__ASSIGNMENT__. Copy each line from the listing below where the word "rough" shows up.

EXTRACTED ENTRIES: Begin

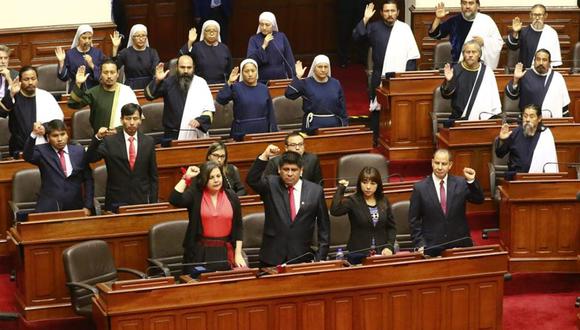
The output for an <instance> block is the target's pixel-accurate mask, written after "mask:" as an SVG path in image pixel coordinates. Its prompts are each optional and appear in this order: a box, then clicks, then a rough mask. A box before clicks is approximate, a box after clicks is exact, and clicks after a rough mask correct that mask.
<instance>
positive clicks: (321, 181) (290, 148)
mask: <svg viewBox="0 0 580 330" xmlns="http://www.w3.org/2000/svg"><path fill="white" fill-rule="evenodd" d="M284 144H285V147H286V151H294V152H296V153H299V154H300V155H301V156H302V179H304V180H308V181H310V182H314V183H318V184H322V171H321V169H320V160H319V159H318V156H316V155H315V154H311V153H309V152H306V151H305V150H306V148H305V145H304V138H303V137H302V135H300V133H298V132H293V133H290V134H288V135H286V139H285V140H284ZM279 167H280V157H274V158H272V159H270V161H269V162H268V165H267V166H266V170H265V171H264V175H276V174H278V168H279Z"/></svg>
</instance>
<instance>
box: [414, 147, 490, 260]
mask: <svg viewBox="0 0 580 330" xmlns="http://www.w3.org/2000/svg"><path fill="white" fill-rule="evenodd" d="M431 166H432V167H433V174H431V175H430V176H428V177H427V178H426V179H424V180H422V181H421V182H418V183H417V184H415V187H414V188H413V193H412V194H411V206H410V208H409V224H410V226H411V238H412V239H413V244H414V245H415V248H417V249H419V251H421V252H424V253H425V254H427V255H430V256H437V255H439V254H441V252H442V251H443V250H445V249H449V248H453V247H465V246H473V242H472V240H471V237H470V233H469V226H468V225H467V218H466V216H465V204H466V202H467V201H469V202H472V203H475V204H481V203H483V200H484V196H483V190H482V189H481V186H480V185H479V183H478V182H477V180H476V179H475V170H473V169H472V168H468V167H466V168H464V169H463V176H464V177H465V178H462V177H459V176H454V175H449V174H448V173H449V170H450V169H451V167H452V166H453V162H452V161H451V154H450V153H449V151H448V150H446V149H439V150H437V151H435V153H434V154H433V159H432V160H431Z"/></svg>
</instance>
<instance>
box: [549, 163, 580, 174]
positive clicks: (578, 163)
mask: <svg viewBox="0 0 580 330" xmlns="http://www.w3.org/2000/svg"><path fill="white" fill-rule="evenodd" d="M546 165H568V168H573V167H577V166H580V163H560V162H546V163H544V166H542V173H546Z"/></svg>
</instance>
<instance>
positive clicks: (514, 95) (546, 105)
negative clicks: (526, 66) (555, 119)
mask: <svg viewBox="0 0 580 330" xmlns="http://www.w3.org/2000/svg"><path fill="white" fill-rule="evenodd" d="M550 63H551V61H550V52H549V51H548V50H546V49H540V50H538V51H537V52H536V55H535V57H534V66H533V67H532V68H531V69H527V70H526V69H524V65H523V64H522V63H518V64H516V67H515V70H514V78H513V79H512V80H510V82H509V83H508V84H507V86H506V88H505V93H506V95H507V97H509V98H510V99H512V100H516V99H518V98H519V100H520V101H519V107H520V109H523V108H524V107H525V106H526V105H528V104H535V105H537V106H539V107H540V109H542V114H543V115H544V116H547V117H548V118H560V117H568V116H570V112H569V109H568V105H569V104H570V95H569V94H568V88H567V87H566V80H564V77H562V74H560V72H556V71H554V70H552V67H551V65H550Z"/></svg>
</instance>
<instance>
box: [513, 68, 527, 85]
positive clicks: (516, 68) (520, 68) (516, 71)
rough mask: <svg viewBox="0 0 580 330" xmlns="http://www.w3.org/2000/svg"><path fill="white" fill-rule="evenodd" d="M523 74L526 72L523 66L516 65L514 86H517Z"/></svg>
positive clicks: (514, 74) (514, 69)
mask: <svg viewBox="0 0 580 330" xmlns="http://www.w3.org/2000/svg"><path fill="white" fill-rule="evenodd" d="M525 74H526V70H525V69H524V65H523V64H522V63H518V64H516V67H515V68H514V84H517V83H518V81H519V80H520V79H522V77H523V76H524V75H525Z"/></svg>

EXTRACTED ENTRIES: End

__WRITTEN SOLUTION__.
The output for an <instance> block is the target's pixel-accurate mask, written after "mask:" as an SVG path in image pixel coordinates. Its prompts are each optional and appear in this order: a box, then clicks, then a rough mask. A box before clicks is approximate, a box after clicks is exact, and clicks after a rough mask correct that mask.
rough mask: <svg viewBox="0 0 580 330" xmlns="http://www.w3.org/2000/svg"><path fill="white" fill-rule="evenodd" d="M523 74L526 72L523 66L516 65L514 86H517Z"/></svg>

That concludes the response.